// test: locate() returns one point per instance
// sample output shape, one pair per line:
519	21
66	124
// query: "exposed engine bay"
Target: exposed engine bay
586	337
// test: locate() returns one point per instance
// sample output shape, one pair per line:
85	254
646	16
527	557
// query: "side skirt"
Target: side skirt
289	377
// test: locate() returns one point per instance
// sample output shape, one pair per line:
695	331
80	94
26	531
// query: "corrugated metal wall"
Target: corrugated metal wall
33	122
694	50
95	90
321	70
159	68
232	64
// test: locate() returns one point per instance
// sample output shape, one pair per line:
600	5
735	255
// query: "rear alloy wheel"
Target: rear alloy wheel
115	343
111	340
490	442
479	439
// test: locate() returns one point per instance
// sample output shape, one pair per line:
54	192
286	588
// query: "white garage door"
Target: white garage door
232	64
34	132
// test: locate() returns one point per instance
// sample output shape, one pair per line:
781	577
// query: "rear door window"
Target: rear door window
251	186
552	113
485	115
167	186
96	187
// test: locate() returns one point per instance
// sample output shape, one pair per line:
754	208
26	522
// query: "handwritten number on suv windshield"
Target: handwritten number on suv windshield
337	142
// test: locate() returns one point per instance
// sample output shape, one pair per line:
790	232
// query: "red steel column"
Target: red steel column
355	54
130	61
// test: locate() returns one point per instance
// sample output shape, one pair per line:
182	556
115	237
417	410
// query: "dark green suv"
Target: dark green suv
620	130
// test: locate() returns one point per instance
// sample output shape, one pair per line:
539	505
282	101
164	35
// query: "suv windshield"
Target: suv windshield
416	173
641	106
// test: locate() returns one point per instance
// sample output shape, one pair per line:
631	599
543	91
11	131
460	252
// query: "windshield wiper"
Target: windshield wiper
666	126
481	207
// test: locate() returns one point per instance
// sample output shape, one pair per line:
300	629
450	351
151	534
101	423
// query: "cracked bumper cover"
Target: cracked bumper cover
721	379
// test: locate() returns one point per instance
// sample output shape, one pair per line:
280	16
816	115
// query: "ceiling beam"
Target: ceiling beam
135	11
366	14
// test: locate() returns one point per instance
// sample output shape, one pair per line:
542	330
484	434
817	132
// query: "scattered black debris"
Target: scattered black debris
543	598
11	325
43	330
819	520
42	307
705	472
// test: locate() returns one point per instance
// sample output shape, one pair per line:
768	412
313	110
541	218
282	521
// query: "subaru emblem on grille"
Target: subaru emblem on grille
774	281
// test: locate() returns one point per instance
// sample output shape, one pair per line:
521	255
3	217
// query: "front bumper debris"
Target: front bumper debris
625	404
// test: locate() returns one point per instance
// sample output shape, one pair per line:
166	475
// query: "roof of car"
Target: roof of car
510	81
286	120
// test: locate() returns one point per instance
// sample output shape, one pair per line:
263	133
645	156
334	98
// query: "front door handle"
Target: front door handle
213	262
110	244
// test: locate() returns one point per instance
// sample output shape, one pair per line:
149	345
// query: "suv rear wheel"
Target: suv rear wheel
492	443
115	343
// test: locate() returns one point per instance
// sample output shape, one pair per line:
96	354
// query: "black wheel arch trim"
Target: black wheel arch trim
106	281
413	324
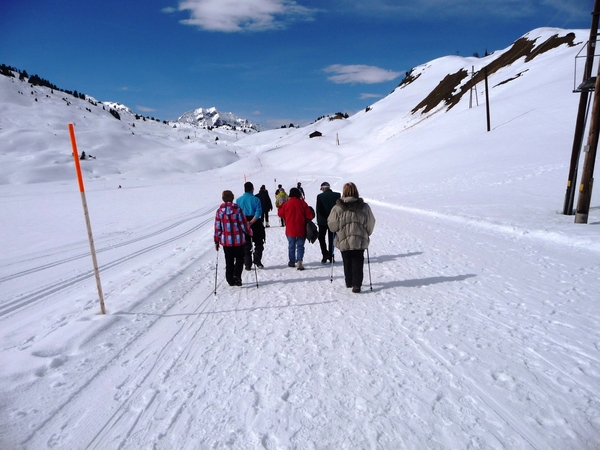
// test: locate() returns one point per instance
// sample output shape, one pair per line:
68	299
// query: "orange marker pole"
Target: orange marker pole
87	216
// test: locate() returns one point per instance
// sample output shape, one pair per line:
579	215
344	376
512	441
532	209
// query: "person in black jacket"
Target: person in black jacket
267	205
325	202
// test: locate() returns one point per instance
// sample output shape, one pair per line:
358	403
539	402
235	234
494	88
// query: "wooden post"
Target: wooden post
87	216
581	115
487	99
587	176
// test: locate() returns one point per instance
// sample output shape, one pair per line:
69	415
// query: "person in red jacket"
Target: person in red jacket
231	228
295	212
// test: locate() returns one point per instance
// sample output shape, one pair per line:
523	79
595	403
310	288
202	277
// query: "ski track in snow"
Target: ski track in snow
451	339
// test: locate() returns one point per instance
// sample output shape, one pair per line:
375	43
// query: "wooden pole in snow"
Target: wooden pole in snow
487	100
582	114
87	216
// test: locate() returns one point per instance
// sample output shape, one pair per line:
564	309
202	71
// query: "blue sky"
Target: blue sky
274	62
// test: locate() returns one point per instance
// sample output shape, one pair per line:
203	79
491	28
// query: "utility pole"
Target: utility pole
587	176
487	99
474	88
582	112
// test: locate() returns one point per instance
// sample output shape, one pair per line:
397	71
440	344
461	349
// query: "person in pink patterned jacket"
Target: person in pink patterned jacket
231	228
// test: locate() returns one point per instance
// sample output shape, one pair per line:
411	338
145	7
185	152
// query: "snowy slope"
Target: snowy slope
478	326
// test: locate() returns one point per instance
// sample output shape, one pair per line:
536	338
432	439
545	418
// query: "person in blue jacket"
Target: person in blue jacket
252	209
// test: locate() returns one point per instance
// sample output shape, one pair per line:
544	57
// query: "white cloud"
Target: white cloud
359	73
243	15
365	96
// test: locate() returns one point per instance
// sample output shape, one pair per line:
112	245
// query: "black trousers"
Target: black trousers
325	241
234	262
354	261
258	238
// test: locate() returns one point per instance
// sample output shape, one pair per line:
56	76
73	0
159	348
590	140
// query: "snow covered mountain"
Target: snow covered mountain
212	118
479	322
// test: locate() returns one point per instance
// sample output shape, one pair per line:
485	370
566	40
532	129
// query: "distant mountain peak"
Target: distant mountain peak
213	118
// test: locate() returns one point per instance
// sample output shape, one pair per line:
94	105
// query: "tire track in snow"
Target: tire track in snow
25	300
76	406
547	236
102	249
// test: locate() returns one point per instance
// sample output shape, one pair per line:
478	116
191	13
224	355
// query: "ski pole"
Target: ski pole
369	266
216	270
256	275
255	271
332	255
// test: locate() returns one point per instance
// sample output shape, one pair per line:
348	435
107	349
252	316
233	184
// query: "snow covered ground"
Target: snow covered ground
478	326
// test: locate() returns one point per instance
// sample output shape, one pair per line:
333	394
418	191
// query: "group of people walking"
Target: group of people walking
344	221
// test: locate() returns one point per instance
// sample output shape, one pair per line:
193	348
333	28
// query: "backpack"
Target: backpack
281	198
312	232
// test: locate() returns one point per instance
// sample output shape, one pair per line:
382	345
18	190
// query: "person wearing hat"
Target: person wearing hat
299	186
267	205
325	201
253	211
295	212
280	198
231	231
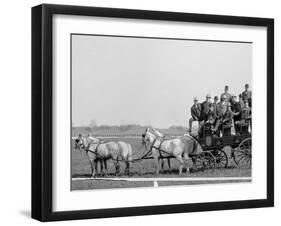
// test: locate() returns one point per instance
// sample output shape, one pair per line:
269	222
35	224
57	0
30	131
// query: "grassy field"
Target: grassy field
146	168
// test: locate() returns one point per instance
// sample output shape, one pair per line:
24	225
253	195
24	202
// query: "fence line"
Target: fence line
166	179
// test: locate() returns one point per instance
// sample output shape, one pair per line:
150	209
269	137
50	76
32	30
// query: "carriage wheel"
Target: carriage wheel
243	154
221	158
205	161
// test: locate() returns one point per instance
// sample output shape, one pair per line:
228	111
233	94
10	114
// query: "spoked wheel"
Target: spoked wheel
205	161
221	158
243	154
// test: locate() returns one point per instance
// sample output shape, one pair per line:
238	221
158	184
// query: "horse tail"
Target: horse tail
130	152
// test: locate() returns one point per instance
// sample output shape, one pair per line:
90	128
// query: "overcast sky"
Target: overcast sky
120	80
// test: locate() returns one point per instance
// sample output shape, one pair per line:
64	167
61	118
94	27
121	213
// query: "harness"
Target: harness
96	149
159	148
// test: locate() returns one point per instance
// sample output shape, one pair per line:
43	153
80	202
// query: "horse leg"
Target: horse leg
101	167
169	163
117	167
156	160
186	161
105	166
127	169
93	167
179	158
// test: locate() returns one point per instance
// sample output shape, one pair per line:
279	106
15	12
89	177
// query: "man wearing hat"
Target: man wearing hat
205	107
246	114
226	94
215	104
241	102
227	117
221	110
195	112
236	109
247	95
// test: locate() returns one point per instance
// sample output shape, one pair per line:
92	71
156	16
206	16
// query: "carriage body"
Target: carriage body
239	143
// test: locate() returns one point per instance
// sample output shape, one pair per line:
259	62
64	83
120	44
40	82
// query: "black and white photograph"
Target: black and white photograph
141	112
153	112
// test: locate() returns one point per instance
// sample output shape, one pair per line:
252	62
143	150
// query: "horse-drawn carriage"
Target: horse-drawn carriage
157	146
240	144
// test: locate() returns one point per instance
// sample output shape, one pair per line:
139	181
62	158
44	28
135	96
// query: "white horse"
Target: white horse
176	147
159	134
98	150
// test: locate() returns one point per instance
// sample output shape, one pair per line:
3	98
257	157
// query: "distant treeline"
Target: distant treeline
123	130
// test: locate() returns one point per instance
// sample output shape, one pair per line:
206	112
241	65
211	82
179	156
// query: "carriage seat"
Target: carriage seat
243	128
226	130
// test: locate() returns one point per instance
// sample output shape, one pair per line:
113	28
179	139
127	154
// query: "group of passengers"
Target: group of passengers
224	112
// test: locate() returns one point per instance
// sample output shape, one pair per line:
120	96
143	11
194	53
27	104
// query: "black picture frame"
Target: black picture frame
42	107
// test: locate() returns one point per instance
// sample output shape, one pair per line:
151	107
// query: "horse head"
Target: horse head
147	136
80	142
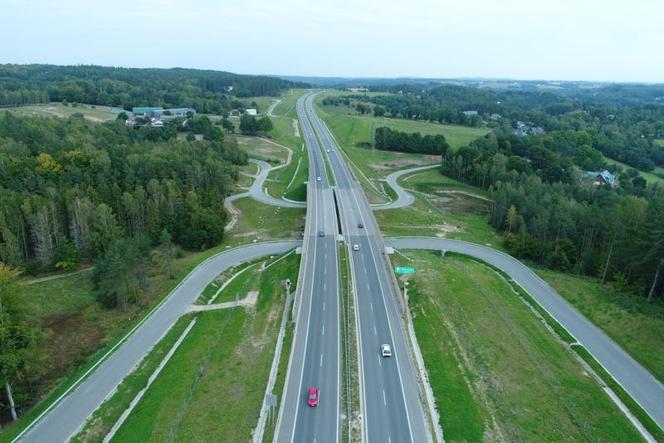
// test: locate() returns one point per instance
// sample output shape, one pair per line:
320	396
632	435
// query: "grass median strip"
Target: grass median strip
496	371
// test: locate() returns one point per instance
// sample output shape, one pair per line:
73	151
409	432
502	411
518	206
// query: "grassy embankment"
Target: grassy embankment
355	134
649	177
636	325
79	331
496	371
213	386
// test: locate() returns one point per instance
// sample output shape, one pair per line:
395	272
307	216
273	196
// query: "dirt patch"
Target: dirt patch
69	338
457	203
404	163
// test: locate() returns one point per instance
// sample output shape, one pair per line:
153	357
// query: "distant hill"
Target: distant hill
204	90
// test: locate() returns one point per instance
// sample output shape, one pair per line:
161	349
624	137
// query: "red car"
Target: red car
313	397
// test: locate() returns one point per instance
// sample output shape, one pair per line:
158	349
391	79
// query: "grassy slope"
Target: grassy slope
262	222
350	128
213	387
495	369
637	326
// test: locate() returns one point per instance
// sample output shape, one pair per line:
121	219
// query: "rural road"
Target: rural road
70	413
633	377
315	355
390	403
404	198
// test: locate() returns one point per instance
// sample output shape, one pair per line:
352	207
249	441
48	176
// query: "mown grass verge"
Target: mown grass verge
213	387
496	371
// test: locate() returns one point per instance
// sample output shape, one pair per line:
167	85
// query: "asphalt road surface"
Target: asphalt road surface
390	403
67	417
315	355
404	198
633	377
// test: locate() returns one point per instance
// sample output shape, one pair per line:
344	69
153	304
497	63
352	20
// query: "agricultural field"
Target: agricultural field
355	133
648	176
496	371
259	222
443	208
90	112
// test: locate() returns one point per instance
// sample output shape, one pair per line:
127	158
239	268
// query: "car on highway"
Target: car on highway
313	396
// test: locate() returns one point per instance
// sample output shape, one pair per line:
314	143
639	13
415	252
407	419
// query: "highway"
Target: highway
633	377
66	418
315	355
390	403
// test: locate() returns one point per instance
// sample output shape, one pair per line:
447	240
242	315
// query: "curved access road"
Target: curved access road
633	377
69	414
258	192
404	198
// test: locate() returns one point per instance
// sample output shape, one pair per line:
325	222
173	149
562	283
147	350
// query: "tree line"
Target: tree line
552	216
70	189
625	130
206	91
387	139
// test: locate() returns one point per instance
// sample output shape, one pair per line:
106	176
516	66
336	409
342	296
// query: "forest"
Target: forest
388	139
71	188
552	215
204	90
624	130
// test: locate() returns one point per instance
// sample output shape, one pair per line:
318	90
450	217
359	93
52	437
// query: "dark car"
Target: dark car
313	397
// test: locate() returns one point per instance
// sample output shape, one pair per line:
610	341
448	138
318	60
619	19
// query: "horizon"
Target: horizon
516	39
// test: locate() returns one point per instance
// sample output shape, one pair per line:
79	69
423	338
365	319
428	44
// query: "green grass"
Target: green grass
90	112
648	176
633	406
636	325
259	222
352	130
213	387
494	368
231	289
103	419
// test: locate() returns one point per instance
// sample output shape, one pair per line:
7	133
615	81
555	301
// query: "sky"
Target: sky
595	40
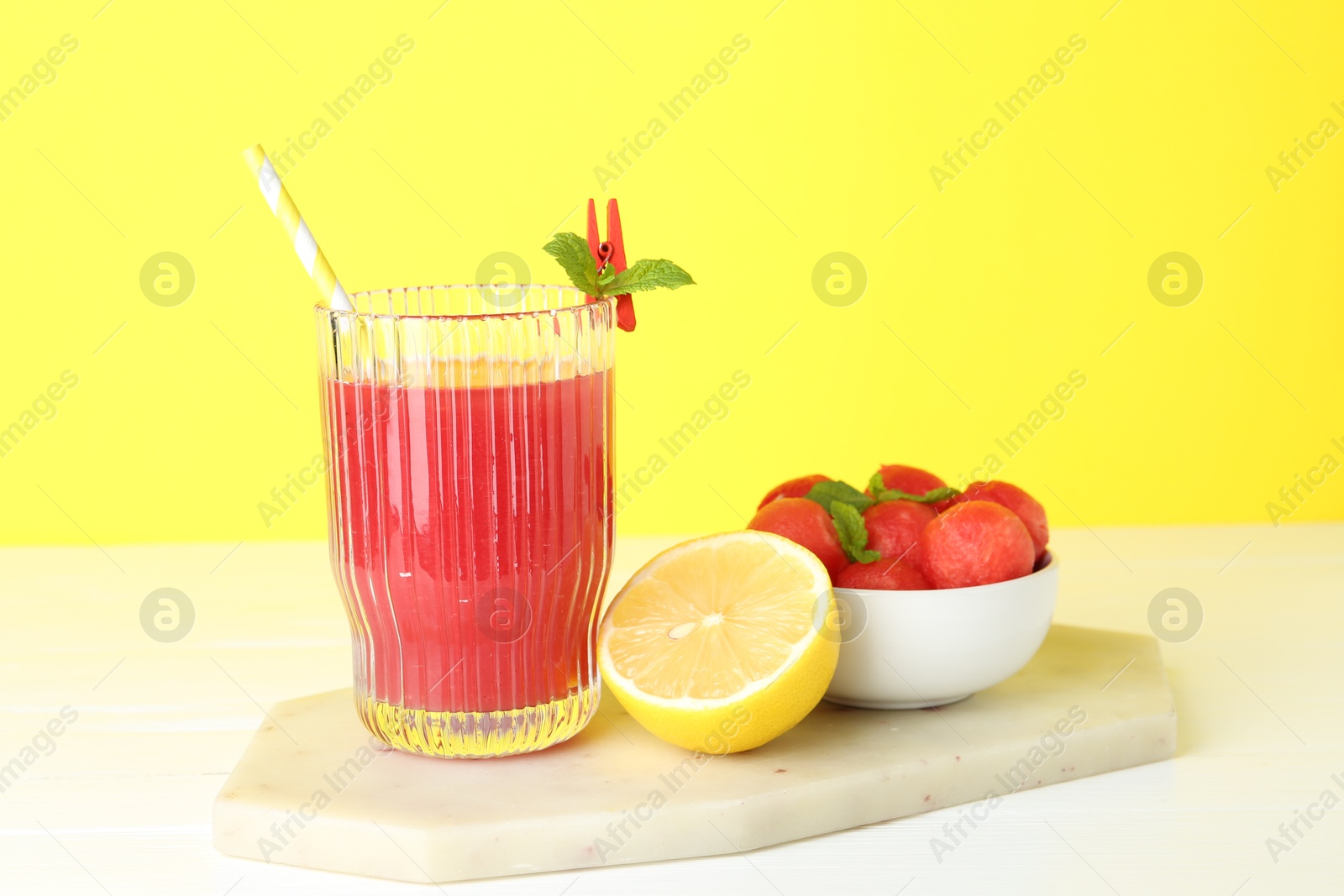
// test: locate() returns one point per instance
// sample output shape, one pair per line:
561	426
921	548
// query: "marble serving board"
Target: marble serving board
311	790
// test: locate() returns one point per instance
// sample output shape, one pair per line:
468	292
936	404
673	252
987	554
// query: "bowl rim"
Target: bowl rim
893	594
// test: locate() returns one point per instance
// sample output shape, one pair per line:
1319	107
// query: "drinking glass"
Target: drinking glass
470	510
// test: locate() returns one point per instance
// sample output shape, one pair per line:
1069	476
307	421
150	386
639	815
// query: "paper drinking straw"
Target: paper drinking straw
300	237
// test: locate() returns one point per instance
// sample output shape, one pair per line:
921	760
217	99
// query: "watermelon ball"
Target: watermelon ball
793	488
806	524
911	479
894	527
884	575
1027	508
976	543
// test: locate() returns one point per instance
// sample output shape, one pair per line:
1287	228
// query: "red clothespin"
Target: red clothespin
612	251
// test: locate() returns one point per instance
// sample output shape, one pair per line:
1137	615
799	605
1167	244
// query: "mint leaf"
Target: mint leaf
853	533
577	259
882	493
826	493
647	275
573	253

▬▬▬

• _Request_: Report each line of the material above that contains the string "spoked".

• _Final result_:
// query: "spoked wheel"
Target: spoked wheel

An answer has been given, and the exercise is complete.